Collect all lines containing the word "every" from the data.
SOURCE DATA below:
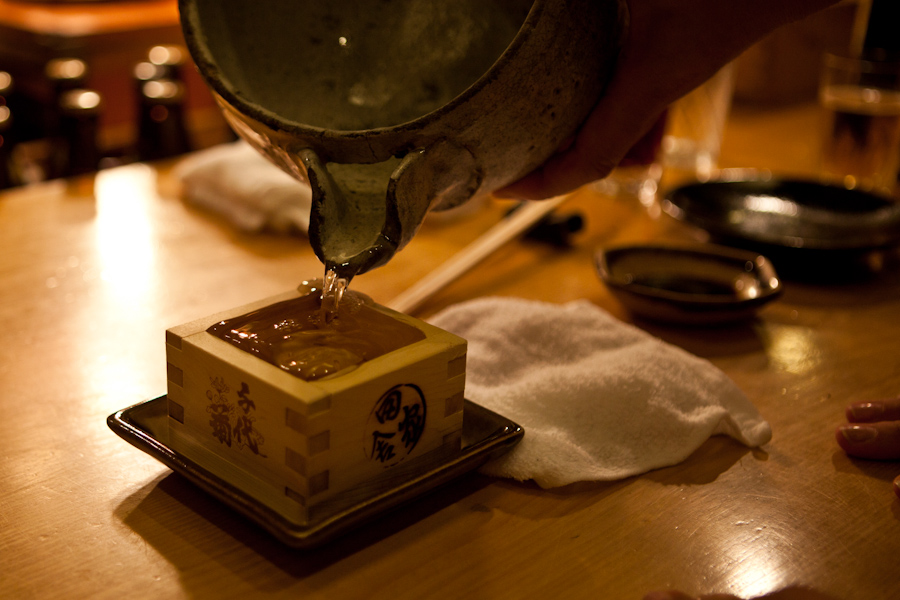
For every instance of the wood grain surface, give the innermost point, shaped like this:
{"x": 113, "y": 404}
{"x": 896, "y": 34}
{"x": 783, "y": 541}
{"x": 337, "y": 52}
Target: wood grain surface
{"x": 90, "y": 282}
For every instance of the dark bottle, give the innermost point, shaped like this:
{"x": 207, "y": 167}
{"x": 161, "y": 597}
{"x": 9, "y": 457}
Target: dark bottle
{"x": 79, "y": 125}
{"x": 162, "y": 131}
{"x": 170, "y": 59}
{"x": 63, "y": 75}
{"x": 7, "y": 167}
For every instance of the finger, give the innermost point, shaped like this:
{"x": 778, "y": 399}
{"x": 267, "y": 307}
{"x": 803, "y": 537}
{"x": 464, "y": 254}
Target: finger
End of SOURCE DATA.
WORKED SOLUTION:
For every instance of the wood grain surface, give the innermost point, shaped like this:
For every instance of the dark bottle, give the innermost point, shaped like this:
For every instance of the finger, give the innermost point, shaped like this:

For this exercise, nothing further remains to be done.